TASK OBJECTIVE: Take the line that contains "of the downspout;" as the first line and the final line of the records as the last; return exactly those lines and the lines between.

[Referring expression pointing data]
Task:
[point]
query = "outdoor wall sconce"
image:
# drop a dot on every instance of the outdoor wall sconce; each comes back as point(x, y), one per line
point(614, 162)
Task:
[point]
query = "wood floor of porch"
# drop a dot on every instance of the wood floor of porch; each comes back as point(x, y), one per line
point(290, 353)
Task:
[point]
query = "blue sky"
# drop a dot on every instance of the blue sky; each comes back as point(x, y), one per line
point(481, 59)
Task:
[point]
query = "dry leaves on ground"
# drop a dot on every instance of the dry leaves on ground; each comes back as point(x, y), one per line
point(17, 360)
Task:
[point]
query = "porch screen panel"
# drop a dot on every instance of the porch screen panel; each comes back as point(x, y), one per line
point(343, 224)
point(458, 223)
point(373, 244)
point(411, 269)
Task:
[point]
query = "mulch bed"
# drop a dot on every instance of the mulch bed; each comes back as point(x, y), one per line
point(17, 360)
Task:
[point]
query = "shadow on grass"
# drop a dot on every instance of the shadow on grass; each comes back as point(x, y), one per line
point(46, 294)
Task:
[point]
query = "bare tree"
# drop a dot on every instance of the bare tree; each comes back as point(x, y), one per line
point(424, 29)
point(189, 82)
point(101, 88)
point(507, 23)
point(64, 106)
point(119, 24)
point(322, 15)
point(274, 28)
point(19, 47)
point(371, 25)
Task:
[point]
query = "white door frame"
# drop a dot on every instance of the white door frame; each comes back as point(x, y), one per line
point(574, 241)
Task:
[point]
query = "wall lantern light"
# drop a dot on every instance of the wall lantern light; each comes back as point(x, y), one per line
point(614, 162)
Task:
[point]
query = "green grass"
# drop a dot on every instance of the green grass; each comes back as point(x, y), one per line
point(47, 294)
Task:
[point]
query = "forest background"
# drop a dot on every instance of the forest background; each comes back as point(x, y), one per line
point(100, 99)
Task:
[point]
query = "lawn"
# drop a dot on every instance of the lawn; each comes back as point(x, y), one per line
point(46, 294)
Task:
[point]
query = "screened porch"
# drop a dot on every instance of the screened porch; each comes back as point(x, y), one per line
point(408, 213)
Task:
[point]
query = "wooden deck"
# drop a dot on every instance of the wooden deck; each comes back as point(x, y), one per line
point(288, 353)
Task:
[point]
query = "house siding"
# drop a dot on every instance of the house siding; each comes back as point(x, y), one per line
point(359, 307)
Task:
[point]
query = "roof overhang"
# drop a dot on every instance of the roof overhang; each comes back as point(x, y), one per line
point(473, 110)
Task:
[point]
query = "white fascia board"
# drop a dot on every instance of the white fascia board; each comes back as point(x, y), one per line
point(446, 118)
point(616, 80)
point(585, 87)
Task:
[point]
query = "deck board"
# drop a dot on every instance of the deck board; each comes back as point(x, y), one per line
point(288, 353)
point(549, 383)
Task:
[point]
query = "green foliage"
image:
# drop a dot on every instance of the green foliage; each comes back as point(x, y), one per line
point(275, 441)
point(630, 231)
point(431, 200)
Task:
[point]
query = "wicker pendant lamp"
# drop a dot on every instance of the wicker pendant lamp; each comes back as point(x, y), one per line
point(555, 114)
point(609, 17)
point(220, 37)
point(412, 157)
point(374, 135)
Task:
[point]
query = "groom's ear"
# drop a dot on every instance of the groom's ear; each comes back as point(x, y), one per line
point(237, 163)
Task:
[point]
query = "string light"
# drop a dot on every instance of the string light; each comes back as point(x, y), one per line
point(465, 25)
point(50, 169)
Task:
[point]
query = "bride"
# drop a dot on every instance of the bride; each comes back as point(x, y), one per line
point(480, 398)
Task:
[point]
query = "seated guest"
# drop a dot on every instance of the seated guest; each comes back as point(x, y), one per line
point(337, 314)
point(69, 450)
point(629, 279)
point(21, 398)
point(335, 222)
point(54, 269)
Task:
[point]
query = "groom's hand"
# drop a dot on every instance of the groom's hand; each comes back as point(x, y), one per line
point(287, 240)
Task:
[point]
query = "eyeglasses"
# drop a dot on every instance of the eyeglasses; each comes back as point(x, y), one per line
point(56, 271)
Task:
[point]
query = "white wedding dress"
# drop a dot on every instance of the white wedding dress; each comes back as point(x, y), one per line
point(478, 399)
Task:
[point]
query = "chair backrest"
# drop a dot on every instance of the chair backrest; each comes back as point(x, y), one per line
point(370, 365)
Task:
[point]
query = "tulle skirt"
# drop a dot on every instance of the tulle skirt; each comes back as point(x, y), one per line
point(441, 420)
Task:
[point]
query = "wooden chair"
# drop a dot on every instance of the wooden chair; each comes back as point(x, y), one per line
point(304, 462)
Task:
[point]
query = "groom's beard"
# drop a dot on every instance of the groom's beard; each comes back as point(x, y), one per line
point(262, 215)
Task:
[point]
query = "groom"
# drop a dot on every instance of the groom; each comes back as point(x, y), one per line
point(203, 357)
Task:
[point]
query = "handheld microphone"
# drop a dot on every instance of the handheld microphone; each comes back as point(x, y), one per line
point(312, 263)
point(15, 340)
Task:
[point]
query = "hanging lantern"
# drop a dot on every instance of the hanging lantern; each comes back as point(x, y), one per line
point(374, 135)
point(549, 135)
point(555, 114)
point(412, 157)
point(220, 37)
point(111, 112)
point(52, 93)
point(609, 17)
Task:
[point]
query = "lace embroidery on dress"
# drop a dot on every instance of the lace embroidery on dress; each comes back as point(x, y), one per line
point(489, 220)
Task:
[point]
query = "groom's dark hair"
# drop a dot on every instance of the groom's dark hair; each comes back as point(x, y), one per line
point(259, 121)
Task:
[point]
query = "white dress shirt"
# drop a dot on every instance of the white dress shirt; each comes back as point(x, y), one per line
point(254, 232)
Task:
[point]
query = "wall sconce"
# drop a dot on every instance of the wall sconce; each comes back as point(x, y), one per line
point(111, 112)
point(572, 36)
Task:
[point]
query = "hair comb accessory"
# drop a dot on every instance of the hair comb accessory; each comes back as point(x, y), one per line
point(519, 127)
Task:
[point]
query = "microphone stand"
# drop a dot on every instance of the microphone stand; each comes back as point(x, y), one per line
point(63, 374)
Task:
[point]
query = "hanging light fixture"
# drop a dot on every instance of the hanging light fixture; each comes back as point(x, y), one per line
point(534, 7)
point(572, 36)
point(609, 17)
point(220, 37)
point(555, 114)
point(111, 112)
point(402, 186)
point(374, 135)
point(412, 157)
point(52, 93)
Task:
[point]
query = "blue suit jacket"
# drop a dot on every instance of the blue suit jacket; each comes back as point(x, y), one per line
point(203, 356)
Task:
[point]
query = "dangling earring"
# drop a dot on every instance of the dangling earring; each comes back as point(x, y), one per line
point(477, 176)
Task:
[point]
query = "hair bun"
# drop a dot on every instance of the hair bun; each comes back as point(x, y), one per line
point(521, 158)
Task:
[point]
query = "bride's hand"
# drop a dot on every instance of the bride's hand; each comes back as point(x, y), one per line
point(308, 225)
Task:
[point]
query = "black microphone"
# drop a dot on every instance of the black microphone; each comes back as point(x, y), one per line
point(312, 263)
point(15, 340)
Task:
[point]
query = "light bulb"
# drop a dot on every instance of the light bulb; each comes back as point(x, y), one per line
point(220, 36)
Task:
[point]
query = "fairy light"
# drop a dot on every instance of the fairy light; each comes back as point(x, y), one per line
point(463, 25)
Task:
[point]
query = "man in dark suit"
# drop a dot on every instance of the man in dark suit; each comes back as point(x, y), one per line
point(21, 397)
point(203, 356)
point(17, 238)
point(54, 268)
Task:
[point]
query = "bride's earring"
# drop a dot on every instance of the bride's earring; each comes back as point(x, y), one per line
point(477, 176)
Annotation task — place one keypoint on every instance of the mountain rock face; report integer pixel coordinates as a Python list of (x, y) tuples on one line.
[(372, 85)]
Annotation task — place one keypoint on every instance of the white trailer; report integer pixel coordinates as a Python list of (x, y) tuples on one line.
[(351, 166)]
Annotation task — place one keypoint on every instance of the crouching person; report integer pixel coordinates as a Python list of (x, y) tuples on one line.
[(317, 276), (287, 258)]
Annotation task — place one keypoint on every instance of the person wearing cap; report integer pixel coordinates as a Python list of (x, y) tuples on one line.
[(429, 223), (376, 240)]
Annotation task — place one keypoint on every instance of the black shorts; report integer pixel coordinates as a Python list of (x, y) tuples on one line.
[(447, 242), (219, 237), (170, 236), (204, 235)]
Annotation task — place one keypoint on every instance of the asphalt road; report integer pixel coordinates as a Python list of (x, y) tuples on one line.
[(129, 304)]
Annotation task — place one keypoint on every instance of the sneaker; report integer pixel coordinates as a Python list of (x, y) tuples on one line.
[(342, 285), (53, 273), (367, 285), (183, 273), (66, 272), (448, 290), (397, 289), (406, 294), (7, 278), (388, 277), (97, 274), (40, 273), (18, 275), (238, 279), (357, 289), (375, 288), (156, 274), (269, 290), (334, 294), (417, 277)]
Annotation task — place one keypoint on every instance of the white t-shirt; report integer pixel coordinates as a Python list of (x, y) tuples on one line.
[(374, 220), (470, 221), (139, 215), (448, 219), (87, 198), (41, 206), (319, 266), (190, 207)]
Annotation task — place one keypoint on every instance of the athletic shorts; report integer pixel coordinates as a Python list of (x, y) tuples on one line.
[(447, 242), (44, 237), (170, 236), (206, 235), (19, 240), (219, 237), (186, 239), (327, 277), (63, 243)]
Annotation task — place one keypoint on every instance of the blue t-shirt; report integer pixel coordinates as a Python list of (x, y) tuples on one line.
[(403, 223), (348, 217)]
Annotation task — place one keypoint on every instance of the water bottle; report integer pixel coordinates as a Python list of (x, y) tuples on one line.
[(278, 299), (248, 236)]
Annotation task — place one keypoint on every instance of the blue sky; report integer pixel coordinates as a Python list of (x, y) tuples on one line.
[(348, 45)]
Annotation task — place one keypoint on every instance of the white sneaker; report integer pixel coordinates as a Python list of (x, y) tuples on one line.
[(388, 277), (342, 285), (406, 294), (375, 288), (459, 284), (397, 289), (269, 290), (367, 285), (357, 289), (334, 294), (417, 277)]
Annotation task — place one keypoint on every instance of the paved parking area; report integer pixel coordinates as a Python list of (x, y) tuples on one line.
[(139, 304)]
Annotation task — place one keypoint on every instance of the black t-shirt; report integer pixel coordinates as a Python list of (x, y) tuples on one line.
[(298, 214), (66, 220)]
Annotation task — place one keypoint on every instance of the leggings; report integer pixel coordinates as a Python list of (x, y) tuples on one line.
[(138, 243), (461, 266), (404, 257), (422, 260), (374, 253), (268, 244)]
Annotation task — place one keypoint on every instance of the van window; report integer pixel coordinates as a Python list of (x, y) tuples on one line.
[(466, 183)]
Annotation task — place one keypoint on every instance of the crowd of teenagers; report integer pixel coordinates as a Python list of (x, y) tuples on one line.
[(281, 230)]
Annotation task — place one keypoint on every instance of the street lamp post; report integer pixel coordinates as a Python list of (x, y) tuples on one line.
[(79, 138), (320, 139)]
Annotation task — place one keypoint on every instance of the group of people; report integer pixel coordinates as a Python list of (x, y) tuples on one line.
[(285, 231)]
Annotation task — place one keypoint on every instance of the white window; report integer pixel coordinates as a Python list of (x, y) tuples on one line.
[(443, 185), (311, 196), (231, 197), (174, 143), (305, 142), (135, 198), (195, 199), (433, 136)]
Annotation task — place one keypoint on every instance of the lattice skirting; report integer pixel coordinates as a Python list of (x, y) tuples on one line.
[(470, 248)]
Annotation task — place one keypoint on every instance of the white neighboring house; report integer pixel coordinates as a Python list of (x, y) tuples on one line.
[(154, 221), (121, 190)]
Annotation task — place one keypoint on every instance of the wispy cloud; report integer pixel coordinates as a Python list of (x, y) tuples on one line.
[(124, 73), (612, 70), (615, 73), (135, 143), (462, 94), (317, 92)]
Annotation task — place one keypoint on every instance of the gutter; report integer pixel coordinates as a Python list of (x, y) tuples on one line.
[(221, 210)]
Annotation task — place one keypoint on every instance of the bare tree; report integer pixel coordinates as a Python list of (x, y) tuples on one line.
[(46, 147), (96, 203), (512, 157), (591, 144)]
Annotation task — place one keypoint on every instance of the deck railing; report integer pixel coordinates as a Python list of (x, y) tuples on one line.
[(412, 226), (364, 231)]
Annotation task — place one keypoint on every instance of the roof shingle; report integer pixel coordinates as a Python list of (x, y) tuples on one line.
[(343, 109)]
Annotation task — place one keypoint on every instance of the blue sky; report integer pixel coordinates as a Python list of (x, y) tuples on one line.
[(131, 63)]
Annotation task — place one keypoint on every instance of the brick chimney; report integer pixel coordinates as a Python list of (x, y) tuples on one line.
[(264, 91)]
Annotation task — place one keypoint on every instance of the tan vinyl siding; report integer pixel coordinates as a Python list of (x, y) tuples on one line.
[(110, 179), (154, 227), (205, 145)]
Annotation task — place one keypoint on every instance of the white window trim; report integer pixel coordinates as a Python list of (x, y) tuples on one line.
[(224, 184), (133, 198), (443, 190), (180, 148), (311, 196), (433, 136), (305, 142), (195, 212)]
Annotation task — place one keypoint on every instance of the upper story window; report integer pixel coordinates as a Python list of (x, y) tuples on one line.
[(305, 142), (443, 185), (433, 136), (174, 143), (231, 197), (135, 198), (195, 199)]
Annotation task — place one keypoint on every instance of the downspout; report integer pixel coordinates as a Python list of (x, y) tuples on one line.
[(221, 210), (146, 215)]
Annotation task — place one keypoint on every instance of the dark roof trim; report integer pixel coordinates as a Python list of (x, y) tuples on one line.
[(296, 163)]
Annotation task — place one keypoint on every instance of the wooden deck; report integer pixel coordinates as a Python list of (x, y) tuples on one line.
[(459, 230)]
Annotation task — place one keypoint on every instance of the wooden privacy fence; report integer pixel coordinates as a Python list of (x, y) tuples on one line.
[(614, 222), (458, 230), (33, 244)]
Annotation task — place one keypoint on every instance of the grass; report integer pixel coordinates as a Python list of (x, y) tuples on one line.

WRITTEN SOLUTION:
Annotation task — place one keypoint on every instance of the downspout; report integer pixel coordinates as a Python list of (x, y) tuples on one line.
[(221, 210), (146, 215)]
Annotation task — place one keypoint on every instance of the dark roof trim; report integer pixel coordinates as a Python list of (x, y) tuples on one line.
[(296, 163)]
Annotation task — place one keypoint on every instance of the wooden deck; report integer pixel coordinates as a Python list of (x, y) tuples on one line.
[(459, 230)]
Annotation task — place one keypoint on every instance of the wooden privacy fence; report integer pixel coordinates as a Python list of (x, y) tuples on one line.
[(614, 222), (458, 230), (33, 244)]
Annotation task — place one keypoint on every instance of the grass; report integer pixel coordinates as a Python list of (x, y) tuples on one line.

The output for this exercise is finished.